◆ Exercise brief ◆
Where a line contains "column 459, row 777", start there and write out that line and each one after it, word for word, through the final line of the entries; add nothing else.

#### Dataset entries ####

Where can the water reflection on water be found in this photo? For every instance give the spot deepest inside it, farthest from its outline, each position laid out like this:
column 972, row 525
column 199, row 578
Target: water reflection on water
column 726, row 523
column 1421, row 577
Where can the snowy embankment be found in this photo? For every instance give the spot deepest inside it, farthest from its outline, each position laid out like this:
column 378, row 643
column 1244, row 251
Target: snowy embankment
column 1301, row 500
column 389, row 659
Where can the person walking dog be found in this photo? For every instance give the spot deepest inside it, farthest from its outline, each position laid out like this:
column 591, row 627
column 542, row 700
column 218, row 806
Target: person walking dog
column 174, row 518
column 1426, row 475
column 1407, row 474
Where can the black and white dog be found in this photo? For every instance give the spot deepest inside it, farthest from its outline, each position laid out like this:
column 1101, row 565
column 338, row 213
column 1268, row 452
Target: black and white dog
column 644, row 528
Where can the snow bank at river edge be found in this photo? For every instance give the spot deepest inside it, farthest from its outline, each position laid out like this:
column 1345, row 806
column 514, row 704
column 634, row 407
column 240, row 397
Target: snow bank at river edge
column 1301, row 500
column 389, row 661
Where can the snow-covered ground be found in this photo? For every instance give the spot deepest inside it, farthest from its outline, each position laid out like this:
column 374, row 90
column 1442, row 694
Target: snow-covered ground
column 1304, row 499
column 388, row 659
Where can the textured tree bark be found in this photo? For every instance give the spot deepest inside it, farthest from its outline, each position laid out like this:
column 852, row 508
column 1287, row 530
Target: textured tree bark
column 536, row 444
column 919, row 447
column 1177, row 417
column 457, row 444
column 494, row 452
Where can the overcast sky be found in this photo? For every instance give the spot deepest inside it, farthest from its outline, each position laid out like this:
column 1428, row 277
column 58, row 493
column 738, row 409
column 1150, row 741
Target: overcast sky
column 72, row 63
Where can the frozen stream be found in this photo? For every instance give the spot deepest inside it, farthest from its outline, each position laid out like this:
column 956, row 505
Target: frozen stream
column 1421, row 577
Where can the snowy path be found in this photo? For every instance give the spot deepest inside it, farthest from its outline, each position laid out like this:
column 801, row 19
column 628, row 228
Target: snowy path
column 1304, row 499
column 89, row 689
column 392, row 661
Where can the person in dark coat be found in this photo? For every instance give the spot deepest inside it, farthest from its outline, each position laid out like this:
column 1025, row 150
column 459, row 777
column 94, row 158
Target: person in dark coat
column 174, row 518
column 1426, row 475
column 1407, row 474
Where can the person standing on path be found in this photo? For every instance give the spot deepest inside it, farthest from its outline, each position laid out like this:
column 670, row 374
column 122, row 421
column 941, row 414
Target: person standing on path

####

◆ Exercise solution ◆
column 459, row 777
column 94, row 158
Target: person in dark coat
column 174, row 518
column 1426, row 475
column 1407, row 474
Where can the person standing on path be found in this photo? For every instance give the spot deepest inside it, farthest from its outline, each position laid out like this:
column 670, row 374
column 122, row 421
column 941, row 414
Target: person standing on path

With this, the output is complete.